__PROBLEM TO SOLVE__. Could you render the part of the records below that opens with the line containing "Please trace the outline of every instance of the large" and runs through the end of the records as a Markdown table, with columns named Row and Line, one line of the records per row and blank lines omitted?

__DATASET RECORDS__.
----

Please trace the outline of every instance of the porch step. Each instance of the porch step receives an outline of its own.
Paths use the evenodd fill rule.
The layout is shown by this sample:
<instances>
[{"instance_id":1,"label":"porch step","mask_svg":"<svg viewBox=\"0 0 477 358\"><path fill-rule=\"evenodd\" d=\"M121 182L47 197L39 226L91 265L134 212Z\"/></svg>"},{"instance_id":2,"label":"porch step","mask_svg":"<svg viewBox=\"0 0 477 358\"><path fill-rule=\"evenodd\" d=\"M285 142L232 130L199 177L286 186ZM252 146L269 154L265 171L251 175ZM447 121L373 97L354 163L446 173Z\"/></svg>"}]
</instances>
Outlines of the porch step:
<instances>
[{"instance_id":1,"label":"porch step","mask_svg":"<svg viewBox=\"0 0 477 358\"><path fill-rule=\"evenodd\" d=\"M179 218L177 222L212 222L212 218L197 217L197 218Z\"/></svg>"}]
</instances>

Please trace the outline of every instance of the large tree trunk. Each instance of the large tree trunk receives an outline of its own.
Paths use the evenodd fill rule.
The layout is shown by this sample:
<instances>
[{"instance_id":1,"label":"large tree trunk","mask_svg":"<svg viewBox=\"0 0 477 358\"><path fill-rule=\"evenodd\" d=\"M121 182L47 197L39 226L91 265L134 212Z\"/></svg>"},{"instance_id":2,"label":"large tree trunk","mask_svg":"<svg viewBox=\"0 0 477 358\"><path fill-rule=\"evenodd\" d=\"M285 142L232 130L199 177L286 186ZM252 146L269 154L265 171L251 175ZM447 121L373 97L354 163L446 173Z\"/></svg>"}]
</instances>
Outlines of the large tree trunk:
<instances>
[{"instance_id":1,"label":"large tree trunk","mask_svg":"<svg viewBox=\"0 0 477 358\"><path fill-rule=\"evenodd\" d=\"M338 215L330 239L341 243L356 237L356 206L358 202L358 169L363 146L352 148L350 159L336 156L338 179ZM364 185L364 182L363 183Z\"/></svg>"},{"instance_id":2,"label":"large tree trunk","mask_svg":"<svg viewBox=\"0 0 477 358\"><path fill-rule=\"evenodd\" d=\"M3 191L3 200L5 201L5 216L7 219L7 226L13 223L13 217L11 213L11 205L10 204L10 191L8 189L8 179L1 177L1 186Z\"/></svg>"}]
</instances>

----

__SOLUTION TO THE EXERCISE__.
| Row | Line |
|---|---|
| 1 | Please trace the outline of every instance of the large tree trunk. Each instance of the large tree trunk receives an outline of its own. |
| 2 | Paths use the evenodd fill rule. |
| 3 | The layout is shown by this sample: |
| 4 | <instances> |
| 5 | [{"instance_id":1,"label":"large tree trunk","mask_svg":"<svg viewBox=\"0 0 477 358\"><path fill-rule=\"evenodd\" d=\"M121 182L47 197L39 226L91 265L134 212Z\"/></svg>"},{"instance_id":2,"label":"large tree trunk","mask_svg":"<svg viewBox=\"0 0 477 358\"><path fill-rule=\"evenodd\" d=\"M285 142L232 130L199 177L286 186ZM252 146L269 154L265 171L251 175ZM447 121L373 97L354 163L446 173Z\"/></svg>"}] |
| 6 | </instances> |
| 7 | Outlines of the large tree trunk: |
| 8 | <instances> |
| 9 | [{"instance_id":1,"label":"large tree trunk","mask_svg":"<svg viewBox=\"0 0 477 358\"><path fill-rule=\"evenodd\" d=\"M338 215L330 239L341 243L356 237L356 206L358 202L358 169L363 146L352 148L350 159L336 156L338 179ZM364 185L364 182L363 183Z\"/></svg>"},{"instance_id":2,"label":"large tree trunk","mask_svg":"<svg viewBox=\"0 0 477 358\"><path fill-rule=\"evenodd\" d=\"M3 191L3 200L5 201L5 216L7 219L7 226L13 223L13 217L11 213L11 205L10 204L10 191L8 189L8 179L1 177L1 186Z\"/></svg>"}] |
| 10 | </instances> |